The Faster R-CNN network structure with the different feature extraction layers and MaxPooling layers is depicted in Fig. 6.

Dataset

The Caltech Cars 1999 dataset collated by Weber and Perona³⁹ from Caltech is used in this study to train the network. It consists of 126 JPEG images of cars from the rear-view side with a size of 896$\:\times\:$592 pixels. Approximate scale normalization has been conducted. The pictures were taken in the Caltech parking lot. In the current work, 80% of the dataset is used for training the Faster-RCNN network and the remaining 20% is used for testing. Also, the shuffle command is used to return a datastore object containing a random ordering of the data from the original dataset.

Data augmentation

Data augmentation is used to improve network accuracy by randomly transforming the original data during training. By using data augmentation, additional variety is incorporated in the training data without actually having to increase the number of labeled training samples. The transform function of MATLAB is utilized to augment the training data by randomly flipping the associated box labels and images horizontally. After data augmentation 25% of dataset images were added to the original dataset. Hence the total number of images after data augmentation was 370 which included 296 training images (80% of dataset) and 74 test images (20% of dataset). The data augmentation methods result in enhanced accuracy and improved model generalization. Data augmentation techniques are applied to produce a robust model and avoid evaluation bias.

Label training data for deep learning

The Image Labeler™ app in MATLAB has been employed to label pixels and export label data required for training. This app is useful for rectangular regions of interest (ROIs) intended for object detection. The scene labels are also employed for the classification of images and pixels for semantic segmentation.

Region proposal network anchor boxes for object detection

Deep learning neural network-based object detection provides accurate and fast techniques to predict the size and location of object in an image. Generally, the network returns valid objects in regular time intervals irrespective of the scale of objects. The implementation of anchor box enhances the efficiency and speed of detection in the deep learning framework. The network computes the probability and other characteristics such as intersection over union (IoU), background and offsets for each tiled anchor box (refer Fig. 7). The predictions are utilized to refine each anchor box. The network only predicts the refinements and probabilities corresponding to each tiled anchor box and cannot predict the bounding boxes directly. For every anchor box, the network returns a unique set of predictions. The object detections in each class are represented by the final feature map. The anchor box deployment helps the network to detect overlapping objects, multiple objects, and objects of different scales.

The anchor box position is computed by mapping the location of network output back to the input image. The process is repeated for each network output. The results generate a group of tiled anchor boxes across the image. Each anchor depicts a particular prediction belonging to a class. For e.g., Fig. 8 shows two anchor boxes that generate two predictions per location for an image. Multiprocessing can be applied to enable the network to detect objects of varying sizes. Figure 9 presents some sample images from the dataset with anchor boxes for vehicle detection.

_COLLECTED DATA_

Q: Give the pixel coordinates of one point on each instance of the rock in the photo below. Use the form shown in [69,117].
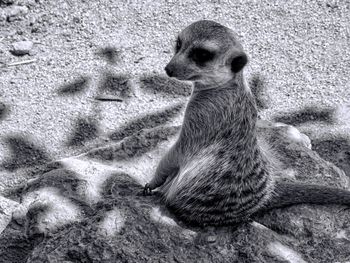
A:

_TASK INSTRUCTIONS_
a – Answer these questions using the passage on Faster R-CNN vehicle detection:
(i) How many JPEG images make up the Caltech Cars 1999 dataset?
(ii) Which MATLAB function is used to augment the training data?
(iii) Which MATLAB app is used to label pixels and export the label data needed for training?
b – Extract the part of the Faster R-CNN vehicle detection passage from "The anchor box position" to "for vehicle detection.".
The listing was taken from a different source than the passage.

_ANSWERS_
a –
(i) 126
(ii) The transform function
(iii) The Image Labeler app

b –
The anchor box position is computed by mapping the location of network output back to the input image. The process is repeated for each network output. The results generate a group of tiled anchor boxes across the image. Each anchor depicts a particular prediction belonging to a class. For e.g., Fig. 8 shows two anchor boxes that generate two predictions per location for an image. Multiprocessing can be applied to enable the network to detect objects of varying sizes. Figure 9 presents some sample images from the dataset with anchor boxes for vehicle detection.